What you will do:
a) List every improvement that the 22-year-old patient in the German study reported, according to the article on cannabis and OCD.
b) According to the article on cannabis and OCD, how many medical marijuana patients did the Washington State University study analyze?
c) Transcribe the part of the article on cannabis and OCD that starts at "In a new study" and ends at "of getting high.".

Page text:
========================
In a new study conducted by investigators affiliated with Washington State University and published in the Journal of Affective Disorders, subjects found a reduction in intrusions, or unwanted thoughts/impulses, compulsions, and/or anxiety, after smoking weed.



The study, conducted over 31 months and a total of 1,810 smoke sessions, analyzed 87 medical marijuana patients who self-identify as having OCD. Individuals were asked to track the severity of their symptoms before and after using cannabis, as well as any changes they may have experienced as a result of getting high.

According to the study's findings, “patients reported a 60% reduction in compulsions, a 49% reduction in intrusions, and a 52% reduction in anxiety before to after inhaling cannabis.” Also, patients had a higher success rate in reducing OCD behavior when cannabis sessions involved strains with high CBD doses.

Despite the fact that the severity of symptoms had reportedly lessened by approximately 50-60%, researchers believe that cannabis might only offer short-term relief for OCD patients. Deep into the study, as one's cannabis tolerance built up, the smaller the patient's reductions in intrusions became.

This is not the first study as to how cannabis-based treatments can be used to ease symptoms associated with OCD. In July, a team of German researchers published the findings of a study in which they administered high-THC cannabis over the course of 20 months to a 22-year-old patient with OCD.

The patient reported improvements in sleep, relaxation, focus, social function, and a 90% reduction in obsessive-compulsive behaviors, with no adverse side effects.
========================
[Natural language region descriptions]
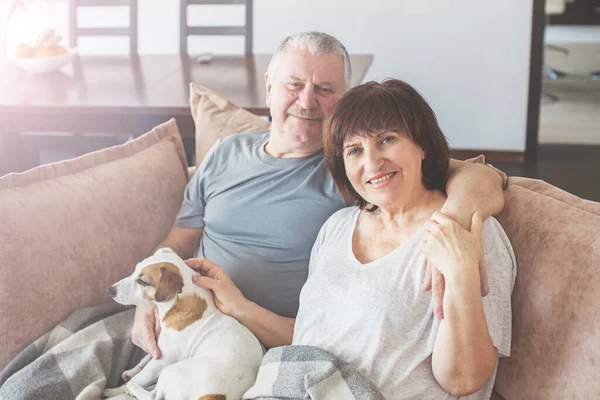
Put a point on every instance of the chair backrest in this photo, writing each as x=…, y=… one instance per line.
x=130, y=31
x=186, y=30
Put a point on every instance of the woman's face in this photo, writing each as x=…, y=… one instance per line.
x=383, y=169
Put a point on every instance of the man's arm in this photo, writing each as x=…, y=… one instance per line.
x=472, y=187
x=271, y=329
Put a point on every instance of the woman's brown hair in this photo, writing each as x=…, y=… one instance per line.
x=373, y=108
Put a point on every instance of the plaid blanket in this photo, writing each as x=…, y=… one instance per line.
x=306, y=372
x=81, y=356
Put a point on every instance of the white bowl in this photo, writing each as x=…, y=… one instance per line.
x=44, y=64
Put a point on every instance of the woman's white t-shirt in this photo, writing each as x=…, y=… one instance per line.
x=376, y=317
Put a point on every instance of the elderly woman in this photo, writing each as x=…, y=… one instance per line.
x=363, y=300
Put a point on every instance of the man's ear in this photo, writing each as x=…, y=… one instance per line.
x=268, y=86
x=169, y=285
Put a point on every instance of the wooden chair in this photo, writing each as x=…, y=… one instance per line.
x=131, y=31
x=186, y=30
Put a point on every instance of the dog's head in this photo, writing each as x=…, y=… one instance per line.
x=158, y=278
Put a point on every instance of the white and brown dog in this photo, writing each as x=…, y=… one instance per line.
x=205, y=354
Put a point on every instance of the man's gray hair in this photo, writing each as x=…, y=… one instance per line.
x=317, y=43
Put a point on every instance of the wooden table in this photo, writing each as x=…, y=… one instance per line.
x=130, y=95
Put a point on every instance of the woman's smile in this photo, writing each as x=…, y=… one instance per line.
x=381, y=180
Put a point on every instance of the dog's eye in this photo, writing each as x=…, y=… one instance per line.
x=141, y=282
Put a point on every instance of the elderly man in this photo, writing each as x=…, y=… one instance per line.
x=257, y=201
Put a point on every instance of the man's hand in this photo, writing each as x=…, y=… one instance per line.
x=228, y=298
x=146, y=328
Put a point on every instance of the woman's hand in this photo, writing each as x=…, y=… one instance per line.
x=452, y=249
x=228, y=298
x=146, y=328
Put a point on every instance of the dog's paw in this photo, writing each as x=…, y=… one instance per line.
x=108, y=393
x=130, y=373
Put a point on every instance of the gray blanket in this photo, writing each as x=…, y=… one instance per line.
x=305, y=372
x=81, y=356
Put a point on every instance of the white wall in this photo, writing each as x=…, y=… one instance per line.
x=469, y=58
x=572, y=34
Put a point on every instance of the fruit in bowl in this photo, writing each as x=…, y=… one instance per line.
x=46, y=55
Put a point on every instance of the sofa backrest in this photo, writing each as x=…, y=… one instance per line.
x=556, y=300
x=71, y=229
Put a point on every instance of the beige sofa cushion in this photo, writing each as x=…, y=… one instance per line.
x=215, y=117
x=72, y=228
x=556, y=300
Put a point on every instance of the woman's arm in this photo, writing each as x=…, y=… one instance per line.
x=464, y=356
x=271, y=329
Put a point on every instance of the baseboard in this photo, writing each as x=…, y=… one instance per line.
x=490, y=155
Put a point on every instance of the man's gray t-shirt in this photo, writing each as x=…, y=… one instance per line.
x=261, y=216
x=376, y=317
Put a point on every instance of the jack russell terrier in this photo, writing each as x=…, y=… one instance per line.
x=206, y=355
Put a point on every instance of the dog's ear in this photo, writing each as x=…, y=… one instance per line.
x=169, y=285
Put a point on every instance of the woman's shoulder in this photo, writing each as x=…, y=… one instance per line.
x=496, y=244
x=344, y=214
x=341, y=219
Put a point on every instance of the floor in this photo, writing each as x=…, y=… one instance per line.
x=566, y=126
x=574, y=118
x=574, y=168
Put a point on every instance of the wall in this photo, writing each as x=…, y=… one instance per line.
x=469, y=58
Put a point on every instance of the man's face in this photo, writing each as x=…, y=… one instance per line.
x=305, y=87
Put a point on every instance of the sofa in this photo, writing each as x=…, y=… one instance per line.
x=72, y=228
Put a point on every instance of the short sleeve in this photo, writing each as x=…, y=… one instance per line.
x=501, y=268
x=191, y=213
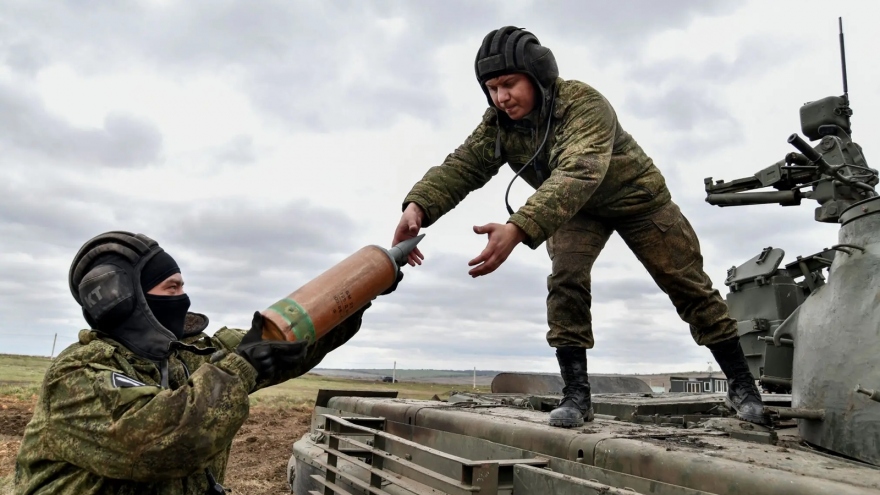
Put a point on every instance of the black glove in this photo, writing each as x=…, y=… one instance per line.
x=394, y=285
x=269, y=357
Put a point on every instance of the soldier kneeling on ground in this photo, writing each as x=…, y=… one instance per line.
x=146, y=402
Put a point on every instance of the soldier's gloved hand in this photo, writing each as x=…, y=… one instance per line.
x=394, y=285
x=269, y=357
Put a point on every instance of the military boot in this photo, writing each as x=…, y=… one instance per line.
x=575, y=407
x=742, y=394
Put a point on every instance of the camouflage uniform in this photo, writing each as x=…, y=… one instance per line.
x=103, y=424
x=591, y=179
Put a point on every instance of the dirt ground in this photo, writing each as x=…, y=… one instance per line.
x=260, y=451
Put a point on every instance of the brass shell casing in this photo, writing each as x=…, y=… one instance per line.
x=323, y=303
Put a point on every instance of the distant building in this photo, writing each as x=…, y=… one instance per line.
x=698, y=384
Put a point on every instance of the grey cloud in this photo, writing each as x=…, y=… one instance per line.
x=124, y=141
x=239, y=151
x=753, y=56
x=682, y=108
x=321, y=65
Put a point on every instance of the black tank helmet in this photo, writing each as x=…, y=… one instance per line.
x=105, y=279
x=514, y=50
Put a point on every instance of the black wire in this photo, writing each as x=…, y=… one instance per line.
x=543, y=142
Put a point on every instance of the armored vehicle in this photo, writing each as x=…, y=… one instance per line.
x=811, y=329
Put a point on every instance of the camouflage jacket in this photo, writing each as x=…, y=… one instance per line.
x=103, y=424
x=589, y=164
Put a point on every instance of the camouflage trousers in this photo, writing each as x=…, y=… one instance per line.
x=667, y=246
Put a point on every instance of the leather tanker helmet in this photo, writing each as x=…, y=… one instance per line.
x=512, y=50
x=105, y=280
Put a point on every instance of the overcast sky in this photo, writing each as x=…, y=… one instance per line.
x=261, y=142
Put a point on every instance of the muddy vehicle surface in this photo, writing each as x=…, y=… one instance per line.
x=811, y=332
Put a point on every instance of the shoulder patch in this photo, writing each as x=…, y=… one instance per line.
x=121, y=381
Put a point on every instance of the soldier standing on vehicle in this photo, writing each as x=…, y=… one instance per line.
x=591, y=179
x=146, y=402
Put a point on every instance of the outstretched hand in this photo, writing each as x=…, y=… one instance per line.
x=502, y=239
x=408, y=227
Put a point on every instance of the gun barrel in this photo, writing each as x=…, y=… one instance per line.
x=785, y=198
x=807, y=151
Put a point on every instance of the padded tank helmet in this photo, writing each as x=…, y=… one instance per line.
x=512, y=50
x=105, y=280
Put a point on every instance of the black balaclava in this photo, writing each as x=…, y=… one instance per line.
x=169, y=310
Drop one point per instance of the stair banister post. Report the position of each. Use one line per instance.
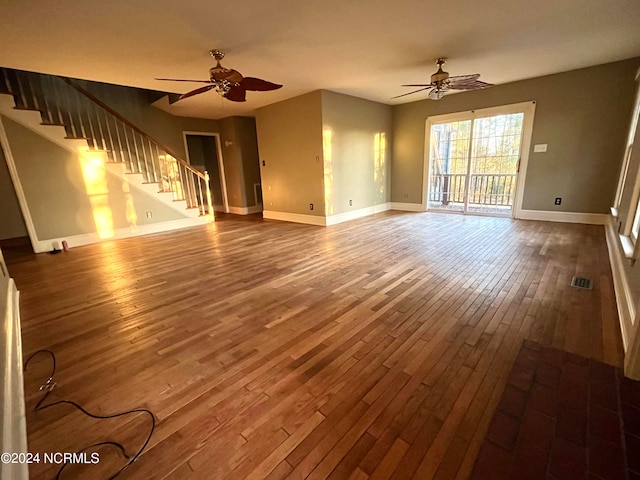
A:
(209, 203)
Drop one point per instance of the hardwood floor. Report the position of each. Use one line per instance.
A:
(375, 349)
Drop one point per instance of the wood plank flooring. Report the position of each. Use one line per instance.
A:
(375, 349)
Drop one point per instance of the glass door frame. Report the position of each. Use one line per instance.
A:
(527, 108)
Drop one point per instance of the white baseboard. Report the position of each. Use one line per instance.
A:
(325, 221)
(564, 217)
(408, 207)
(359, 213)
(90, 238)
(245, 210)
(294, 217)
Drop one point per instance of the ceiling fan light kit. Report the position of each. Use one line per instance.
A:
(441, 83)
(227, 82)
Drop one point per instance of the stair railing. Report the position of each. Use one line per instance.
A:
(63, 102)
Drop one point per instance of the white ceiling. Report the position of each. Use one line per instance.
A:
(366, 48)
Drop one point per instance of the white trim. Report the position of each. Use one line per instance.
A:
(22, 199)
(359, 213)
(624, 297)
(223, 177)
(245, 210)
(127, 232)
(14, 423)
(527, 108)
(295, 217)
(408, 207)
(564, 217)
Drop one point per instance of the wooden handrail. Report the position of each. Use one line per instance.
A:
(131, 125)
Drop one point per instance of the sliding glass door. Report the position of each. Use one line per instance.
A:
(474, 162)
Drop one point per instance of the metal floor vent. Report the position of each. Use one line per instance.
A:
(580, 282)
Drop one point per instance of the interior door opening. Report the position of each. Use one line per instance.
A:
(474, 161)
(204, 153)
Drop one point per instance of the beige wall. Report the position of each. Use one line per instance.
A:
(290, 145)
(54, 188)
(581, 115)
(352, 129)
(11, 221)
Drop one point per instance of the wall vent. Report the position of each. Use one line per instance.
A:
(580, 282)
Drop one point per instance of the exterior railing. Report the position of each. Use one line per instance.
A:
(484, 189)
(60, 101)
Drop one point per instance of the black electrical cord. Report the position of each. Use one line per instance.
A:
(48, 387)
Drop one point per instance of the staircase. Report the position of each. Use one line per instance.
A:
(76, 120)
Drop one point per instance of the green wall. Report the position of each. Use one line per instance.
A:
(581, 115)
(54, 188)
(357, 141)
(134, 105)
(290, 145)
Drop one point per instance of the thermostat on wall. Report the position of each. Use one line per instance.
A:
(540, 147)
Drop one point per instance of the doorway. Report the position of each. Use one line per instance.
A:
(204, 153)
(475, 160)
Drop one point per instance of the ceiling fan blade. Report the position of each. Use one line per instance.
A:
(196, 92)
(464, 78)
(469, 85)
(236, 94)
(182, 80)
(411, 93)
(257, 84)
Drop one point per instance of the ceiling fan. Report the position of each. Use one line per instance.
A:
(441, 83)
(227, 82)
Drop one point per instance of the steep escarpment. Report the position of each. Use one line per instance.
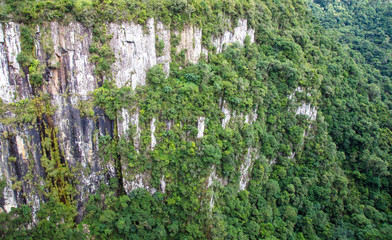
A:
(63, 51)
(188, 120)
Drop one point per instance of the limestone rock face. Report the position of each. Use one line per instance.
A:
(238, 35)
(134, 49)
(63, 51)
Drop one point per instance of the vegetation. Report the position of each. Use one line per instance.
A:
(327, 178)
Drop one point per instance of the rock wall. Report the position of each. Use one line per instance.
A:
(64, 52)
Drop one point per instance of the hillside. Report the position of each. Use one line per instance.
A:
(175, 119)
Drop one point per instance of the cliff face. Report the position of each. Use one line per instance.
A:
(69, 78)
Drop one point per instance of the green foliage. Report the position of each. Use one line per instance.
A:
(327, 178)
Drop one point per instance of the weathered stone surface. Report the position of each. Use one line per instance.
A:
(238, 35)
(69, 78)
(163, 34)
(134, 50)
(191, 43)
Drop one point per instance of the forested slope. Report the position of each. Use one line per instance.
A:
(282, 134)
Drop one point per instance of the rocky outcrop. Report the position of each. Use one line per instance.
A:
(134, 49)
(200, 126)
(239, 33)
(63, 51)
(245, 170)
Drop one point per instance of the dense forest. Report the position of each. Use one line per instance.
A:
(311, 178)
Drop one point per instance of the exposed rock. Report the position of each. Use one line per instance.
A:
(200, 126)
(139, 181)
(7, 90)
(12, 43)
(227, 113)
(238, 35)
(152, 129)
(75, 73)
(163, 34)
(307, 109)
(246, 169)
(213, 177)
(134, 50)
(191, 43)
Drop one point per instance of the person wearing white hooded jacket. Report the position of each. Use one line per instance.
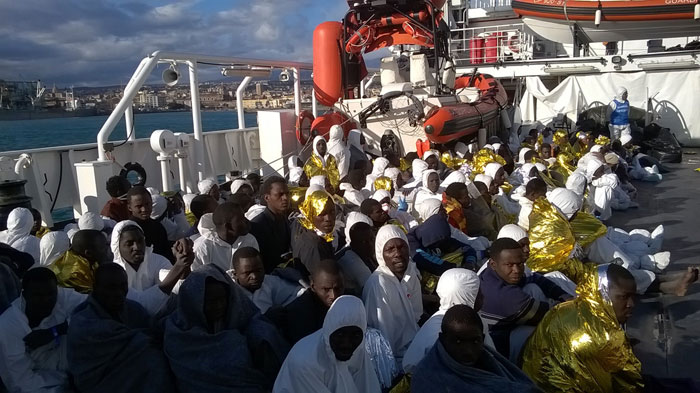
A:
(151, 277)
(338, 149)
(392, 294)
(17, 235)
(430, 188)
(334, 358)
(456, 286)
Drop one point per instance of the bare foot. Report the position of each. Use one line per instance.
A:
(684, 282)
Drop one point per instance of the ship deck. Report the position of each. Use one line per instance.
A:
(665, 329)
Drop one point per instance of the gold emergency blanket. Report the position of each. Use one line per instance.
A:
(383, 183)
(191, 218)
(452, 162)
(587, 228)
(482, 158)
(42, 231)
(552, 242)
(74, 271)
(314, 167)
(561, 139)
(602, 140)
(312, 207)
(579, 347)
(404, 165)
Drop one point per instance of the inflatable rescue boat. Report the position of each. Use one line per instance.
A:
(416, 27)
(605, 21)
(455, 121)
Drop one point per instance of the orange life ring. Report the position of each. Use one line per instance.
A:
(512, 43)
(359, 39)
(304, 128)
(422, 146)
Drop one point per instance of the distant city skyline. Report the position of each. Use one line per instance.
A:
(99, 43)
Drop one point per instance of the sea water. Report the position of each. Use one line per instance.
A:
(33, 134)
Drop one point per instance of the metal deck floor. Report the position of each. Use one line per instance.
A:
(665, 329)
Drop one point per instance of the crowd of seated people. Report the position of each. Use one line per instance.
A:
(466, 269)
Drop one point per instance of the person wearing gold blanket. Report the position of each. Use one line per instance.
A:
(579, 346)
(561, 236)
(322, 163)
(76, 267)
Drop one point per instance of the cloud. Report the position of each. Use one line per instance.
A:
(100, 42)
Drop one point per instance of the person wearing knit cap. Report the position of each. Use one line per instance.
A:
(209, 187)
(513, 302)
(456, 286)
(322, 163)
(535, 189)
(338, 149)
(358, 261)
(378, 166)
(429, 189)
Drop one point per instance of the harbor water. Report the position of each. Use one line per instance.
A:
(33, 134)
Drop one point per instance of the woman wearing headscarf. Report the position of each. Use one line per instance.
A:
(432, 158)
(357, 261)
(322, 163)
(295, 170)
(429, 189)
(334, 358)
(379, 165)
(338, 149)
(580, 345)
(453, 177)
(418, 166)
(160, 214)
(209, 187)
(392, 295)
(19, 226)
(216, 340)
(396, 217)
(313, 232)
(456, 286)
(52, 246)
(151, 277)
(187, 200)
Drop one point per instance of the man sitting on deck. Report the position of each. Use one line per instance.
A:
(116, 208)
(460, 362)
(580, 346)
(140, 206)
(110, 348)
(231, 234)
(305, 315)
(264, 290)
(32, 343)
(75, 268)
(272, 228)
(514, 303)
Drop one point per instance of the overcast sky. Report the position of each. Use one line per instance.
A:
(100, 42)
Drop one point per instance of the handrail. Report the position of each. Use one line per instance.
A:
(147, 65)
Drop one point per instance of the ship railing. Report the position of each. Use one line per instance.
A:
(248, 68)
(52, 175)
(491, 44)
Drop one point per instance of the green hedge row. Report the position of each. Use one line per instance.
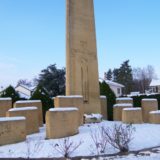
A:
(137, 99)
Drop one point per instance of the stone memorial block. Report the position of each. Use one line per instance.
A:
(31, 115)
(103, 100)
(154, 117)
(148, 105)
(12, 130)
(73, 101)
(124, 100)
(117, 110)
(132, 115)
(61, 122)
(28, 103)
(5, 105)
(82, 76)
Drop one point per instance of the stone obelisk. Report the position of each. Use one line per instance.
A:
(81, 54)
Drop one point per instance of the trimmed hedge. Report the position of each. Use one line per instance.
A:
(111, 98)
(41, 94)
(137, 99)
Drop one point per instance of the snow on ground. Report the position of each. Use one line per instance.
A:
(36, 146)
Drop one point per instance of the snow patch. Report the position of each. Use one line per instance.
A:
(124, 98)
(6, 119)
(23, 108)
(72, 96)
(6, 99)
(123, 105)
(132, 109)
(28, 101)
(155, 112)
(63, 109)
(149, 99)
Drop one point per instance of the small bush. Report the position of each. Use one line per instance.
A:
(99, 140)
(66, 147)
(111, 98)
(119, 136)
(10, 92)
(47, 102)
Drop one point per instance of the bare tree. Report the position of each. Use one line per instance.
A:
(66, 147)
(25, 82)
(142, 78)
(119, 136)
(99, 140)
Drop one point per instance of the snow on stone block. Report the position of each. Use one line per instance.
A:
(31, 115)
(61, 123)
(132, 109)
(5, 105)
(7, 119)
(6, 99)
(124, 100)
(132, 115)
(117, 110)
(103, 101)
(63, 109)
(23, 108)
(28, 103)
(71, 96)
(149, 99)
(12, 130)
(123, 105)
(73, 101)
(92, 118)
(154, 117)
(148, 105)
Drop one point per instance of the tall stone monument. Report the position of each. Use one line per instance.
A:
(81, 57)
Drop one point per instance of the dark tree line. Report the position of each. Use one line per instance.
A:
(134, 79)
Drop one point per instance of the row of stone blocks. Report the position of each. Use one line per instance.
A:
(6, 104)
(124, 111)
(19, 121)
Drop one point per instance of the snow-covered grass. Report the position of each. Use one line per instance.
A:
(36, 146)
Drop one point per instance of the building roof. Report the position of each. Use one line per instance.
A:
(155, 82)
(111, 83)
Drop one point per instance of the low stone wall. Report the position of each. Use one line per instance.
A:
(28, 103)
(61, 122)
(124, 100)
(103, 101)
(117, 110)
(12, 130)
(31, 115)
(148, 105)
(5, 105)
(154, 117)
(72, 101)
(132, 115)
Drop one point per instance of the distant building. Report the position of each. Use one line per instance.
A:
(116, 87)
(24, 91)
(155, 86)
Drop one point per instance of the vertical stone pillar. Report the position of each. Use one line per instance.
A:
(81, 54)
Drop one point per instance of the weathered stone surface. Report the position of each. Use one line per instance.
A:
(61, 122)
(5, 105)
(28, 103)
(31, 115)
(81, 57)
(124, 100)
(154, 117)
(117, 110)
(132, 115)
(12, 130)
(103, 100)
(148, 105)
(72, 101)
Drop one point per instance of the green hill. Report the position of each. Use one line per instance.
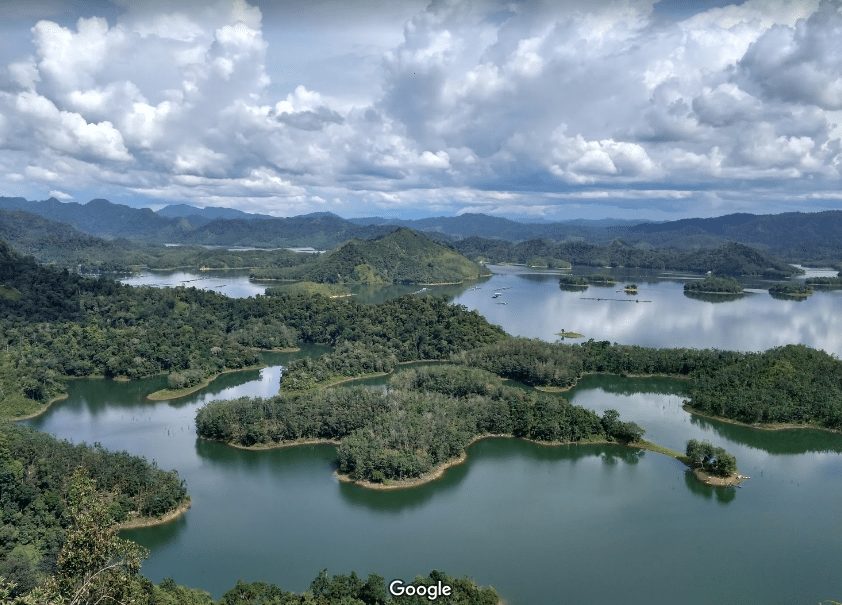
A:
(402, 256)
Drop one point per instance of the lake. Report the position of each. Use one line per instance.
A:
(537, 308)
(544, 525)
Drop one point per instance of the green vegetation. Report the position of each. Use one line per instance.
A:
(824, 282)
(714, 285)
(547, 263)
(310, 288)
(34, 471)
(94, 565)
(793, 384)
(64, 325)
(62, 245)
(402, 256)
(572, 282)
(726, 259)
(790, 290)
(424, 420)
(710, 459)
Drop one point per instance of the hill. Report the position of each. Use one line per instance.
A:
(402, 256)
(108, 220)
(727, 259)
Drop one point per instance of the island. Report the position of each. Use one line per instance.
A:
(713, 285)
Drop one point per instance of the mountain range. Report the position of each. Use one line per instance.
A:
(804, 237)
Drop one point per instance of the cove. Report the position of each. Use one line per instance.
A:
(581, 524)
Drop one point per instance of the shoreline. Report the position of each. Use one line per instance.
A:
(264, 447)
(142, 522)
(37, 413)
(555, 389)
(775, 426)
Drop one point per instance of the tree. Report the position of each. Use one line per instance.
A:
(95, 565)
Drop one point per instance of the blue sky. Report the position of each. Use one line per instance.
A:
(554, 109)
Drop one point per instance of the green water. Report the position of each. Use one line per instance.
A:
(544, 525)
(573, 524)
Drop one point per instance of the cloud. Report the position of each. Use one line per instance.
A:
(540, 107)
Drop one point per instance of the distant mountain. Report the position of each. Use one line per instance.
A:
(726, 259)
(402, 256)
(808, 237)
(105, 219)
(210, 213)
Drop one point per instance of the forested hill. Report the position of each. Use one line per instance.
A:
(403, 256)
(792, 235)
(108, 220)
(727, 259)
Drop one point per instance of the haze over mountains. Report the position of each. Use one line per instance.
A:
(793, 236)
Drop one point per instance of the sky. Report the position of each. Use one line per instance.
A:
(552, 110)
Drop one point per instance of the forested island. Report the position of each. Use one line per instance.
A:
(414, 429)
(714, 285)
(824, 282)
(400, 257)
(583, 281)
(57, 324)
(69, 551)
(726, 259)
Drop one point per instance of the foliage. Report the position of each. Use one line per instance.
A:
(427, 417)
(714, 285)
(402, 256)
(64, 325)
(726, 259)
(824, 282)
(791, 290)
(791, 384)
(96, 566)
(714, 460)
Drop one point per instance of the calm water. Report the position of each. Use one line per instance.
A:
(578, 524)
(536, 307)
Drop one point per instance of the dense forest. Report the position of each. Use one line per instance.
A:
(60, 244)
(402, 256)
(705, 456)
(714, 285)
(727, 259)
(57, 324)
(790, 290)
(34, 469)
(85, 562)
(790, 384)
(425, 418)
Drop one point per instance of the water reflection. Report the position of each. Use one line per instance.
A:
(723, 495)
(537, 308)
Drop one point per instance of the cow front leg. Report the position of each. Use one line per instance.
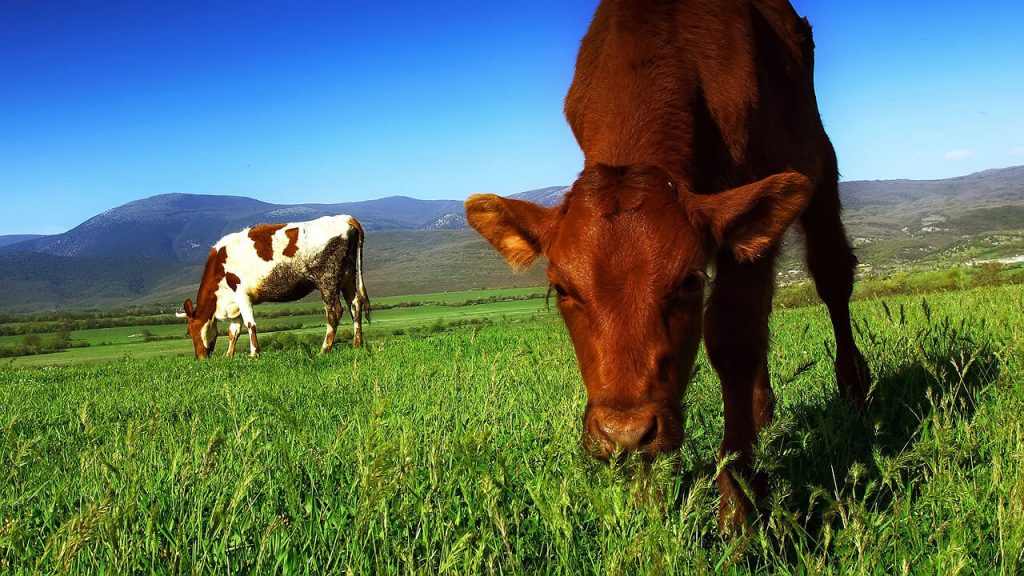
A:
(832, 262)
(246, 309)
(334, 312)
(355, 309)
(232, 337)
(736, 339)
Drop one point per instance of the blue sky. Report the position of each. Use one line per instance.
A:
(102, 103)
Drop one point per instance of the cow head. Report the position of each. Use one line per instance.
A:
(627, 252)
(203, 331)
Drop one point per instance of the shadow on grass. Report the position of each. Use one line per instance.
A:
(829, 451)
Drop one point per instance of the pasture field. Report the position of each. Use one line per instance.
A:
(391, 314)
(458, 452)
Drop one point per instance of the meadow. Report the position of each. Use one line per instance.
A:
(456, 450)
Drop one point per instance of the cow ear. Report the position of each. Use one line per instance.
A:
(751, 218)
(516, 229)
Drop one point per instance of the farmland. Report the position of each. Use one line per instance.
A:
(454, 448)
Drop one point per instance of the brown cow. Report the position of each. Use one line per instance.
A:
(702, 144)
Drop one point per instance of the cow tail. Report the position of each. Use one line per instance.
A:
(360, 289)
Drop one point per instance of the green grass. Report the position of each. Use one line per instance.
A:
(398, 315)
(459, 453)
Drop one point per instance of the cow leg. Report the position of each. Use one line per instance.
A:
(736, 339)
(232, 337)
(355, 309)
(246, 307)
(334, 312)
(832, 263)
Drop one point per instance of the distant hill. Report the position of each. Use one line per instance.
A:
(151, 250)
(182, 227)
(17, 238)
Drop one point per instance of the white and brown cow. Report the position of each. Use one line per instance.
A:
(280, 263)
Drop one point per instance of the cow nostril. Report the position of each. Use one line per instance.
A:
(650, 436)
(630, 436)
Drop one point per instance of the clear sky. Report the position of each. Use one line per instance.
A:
========================
Answers by item number:
a)
- Sleep
- Relaxation
- Focus
- Social function
- A 90% reduction in obsessive-compulsive behaviors

b) 87 medical marijuana patients.

c)
In a new study conducted by investigators affiliated with Washington State University and published in the Journal of Affective Disorders, subjects found a reduction in intrusions, or unwanted thoughts/impulses, compulsions, and/or anxiety, after smoking weed.



The study, conducted over 31 months and a total of 1,810 smoke sessions, analyzed 87 medical marijuana patients who self-identify as having OCD. Individuals were asked to track the severity of their symptoms before and after using cannabis, as well as any changes they may have experienced as a result of getting high.